Stored items —
++++++++++

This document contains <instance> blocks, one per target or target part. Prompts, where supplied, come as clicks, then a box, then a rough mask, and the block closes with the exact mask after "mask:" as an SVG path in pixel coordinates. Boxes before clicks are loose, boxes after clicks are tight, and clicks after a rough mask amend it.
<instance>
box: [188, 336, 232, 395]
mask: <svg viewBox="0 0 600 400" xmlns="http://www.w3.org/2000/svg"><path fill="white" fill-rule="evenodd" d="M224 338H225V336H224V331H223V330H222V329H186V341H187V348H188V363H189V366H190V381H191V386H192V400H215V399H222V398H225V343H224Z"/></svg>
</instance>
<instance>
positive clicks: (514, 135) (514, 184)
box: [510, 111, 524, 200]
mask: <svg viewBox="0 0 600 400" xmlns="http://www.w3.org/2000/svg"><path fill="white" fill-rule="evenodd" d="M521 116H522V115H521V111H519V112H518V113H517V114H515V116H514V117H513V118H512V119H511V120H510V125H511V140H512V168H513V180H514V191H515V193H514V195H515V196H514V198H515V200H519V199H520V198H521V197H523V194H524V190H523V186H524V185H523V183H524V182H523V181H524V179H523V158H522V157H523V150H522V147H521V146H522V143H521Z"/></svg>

++++++++++

TASK DETAILS —
For each record above, print an exact copy.

ANSWER —
This document contains <instance> blocks, one per target or target part. Prompts, where supplied, come as clicks, then a box, then a rough mask, and the block closes with the exact mask after "mask:" as an SVG path in pixel coordinates. Boxes before clicks are loose, boxes after clicks are tight, and clicks after a rough mask amend it.
<instance>
box: [188, 336, 232, 395]
mask: <svg viewBox="0 0 600 400" xmlns="http://www.w3.org/2000/svg"><path fill="white" fill-rule="evenodd" d="M224 338H225V336H224V331H223V330H222V329H186V341H187V348H188V363H189V366H190V381H191V386H192V400H215V399H222V398H225V343H224Z"/></svg>
</instance>
<instance>
positive clicks: (514, 135) (514, 184)
box: [510, 111, 524, 200]
mask: <svg viewBox="0 0 600 400" xmlns="http://www.w3.org/2000/svg"><path fill="white" fill-rule="evenodd" d="M521 116H522V115H521V111H519V112H518V113H517V114H515V116H514V117H513V118H512V119H511V120H510V125H511V140H512V168H513V180H514V191H515V193H514V195H515V196H514V198H515V200H519V199H520V198H521V197H523V194H524V190H523V186H524V185H523V183H524V182H523V181H524V179H523V158H522V157H523V150H522V147H521V146H522V143H521Z"/></svg>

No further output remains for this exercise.